*** DATA EXCERPTS ***

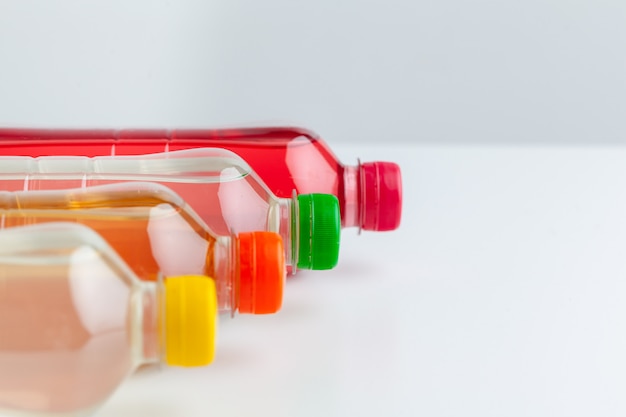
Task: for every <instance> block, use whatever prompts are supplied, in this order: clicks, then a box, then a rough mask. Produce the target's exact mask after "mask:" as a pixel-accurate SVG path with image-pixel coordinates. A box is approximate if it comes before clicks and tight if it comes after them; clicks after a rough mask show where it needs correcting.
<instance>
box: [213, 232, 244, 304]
mask: <svg viewBox="0 0 626 417" xmlns="http://www.w3.org/2000/svg"><path fill="white" fill-rule="evenodd" d="M211 249H212V250H211ZM238 259H239V245H238V239H237V237H236V236H235V235H234V234H233V235H231V236H219V237H217V238H216V239H215V243H214V244H213V247H212V248H211V247H210V248H209V253H208V254H207V266H206V271H207V272H206V275H207V276H209V277H211V278H213V280H214V281H215V290H216V292H217V303H218V305H217V307H218V310H219V312H220V313H230V315H231V316H234V315H235V313H236V312H237V309H238V308H239V270H238V268H237V266H238V265H239V262H237V260H238Z"/></svg>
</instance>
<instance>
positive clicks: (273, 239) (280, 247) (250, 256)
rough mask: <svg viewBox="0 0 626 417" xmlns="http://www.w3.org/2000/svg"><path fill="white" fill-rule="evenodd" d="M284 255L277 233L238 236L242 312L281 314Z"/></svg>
mask: <svg viewBox="0 0 626 417" xmlns="http://www.w3.org/2000/svg"><path fill="white" fill-rule="evenodd" d="M285 274H286V267H285V251H284V249H283V241H282V239H281V237H280V235H278V234H277V233H272V232H251V233H240V234H239V312H240V313H249V314H271V313H275V312H277V311H278V310H280V307H281V305H282V303H283V286H284V283H285Z"/></svg>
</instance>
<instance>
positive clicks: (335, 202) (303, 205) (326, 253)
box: [298, 194, 341, 269]
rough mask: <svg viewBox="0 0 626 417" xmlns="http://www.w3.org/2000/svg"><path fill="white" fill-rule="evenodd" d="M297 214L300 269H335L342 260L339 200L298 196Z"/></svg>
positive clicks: (340, 218) (309, 194)
mask: <svg viewBox="0 0 626 417" xmlns="http://www.w3.org/2000/svg"><path fill="white" fill-rule="evenodd" d="M298 212H299V221H300V225H299V226H300V234H299V239H298V268H300V269H331V268H333V267H334V266H335V265H337V260H338V258H339V236H340V231H341V217H340V215H339V202H338V201H337V197H335V196H334V195H331V194H301V195H299V196H298Z"/></svg>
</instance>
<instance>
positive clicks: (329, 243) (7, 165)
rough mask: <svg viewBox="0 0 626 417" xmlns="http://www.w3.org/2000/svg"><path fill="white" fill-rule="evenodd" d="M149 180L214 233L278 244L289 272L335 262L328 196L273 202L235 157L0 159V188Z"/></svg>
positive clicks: (228, 156) (193, 153)
mask: <svg viewBox="0 0 626 417" xmlns="http://www.w3.org/2000/svg"><path fill="white" fill-rule="evenodd" d="M121 181H154V182H158V183H161V184H164V185H167V186H168V187H169V188H171V189H172V190H174V191H175V192H177V193H178V194H179V195H180V196H181V197H182V198H183V199H184V200H185V201H186V202H187V203H188V204H189V205H190V206H191V207H192V208H193V209H194V210H195V211H196V212H197V213H198V214H199V215H200V217H201V218H202V219H203V220H204V221H205V222H206V223H207V224H208V225H209V227H211V229H212V230H213V231H215V232H216V233H218V234H222V235H226V234H229V233H241V232H251V231H258V230H265V231H270V232H275V233H278V234H280V235H281V237H282V238H283V244H284V248H285V260H286V263H287V266H288V267H289V269H290V271H293V272H295V271H296V269H330V268H333V267H334V266H335V265H336V264H337V260H338V255H339V242H340V217H339V205H338V201H337V198H336V197H334V196H332V195H329V194H318V193H312V194H300V195H295V194H293V195H292V196H291V197H290V198H278V197H276V196H275V195H274V194H273V193H272V192H271V191H270V190H269V189H268V188H267V186H266V185H265V184H264V183H263V181H262V180H261V179H260V178H259V177H258V176H257V175H256V174H255V173H254V171H253V170H252V169H251V168H250V166H249V165H248V164H247V163H246V162H245V161H244V160H243V159H241V157H239V156H238V155H236V154H235V153H233V152H230V151H228V150H225V149H218V148H212V149H211V148H196V149H189V150H181V151H173V152H167V153H157V154H149V155H134V156H114V157H111V156H109V157H92V158H89V157H80V156H42V157H37V158H32V157H25V156H22V157H18V156H0V189H3V190H48V189H64V188H77V187H88V186H93V185H101V184H109V183H115V182H121Z"/></svg>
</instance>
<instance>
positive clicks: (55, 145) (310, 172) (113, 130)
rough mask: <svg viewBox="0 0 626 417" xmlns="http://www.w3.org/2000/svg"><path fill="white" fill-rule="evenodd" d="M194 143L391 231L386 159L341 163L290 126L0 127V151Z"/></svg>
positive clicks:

***

## YOUR TASK
Beginning with the line that holds "positive clicks: (55, 145)", please give again each line exactly until the records end, and include that final line.

## ANSWER TO THIS EXERCISE
positive clicks: (55, 145) (310, 172) (113, 130)
rough mask: <svg viewBox="0 0 626 417" xmlns="http://www.w3.org/2000/svg"><path fill="white" fill-rule="evenodd" d="M194 143L391 231L386 159L341 163L290 126L0 127V151Z"/></svg>
positive clicks:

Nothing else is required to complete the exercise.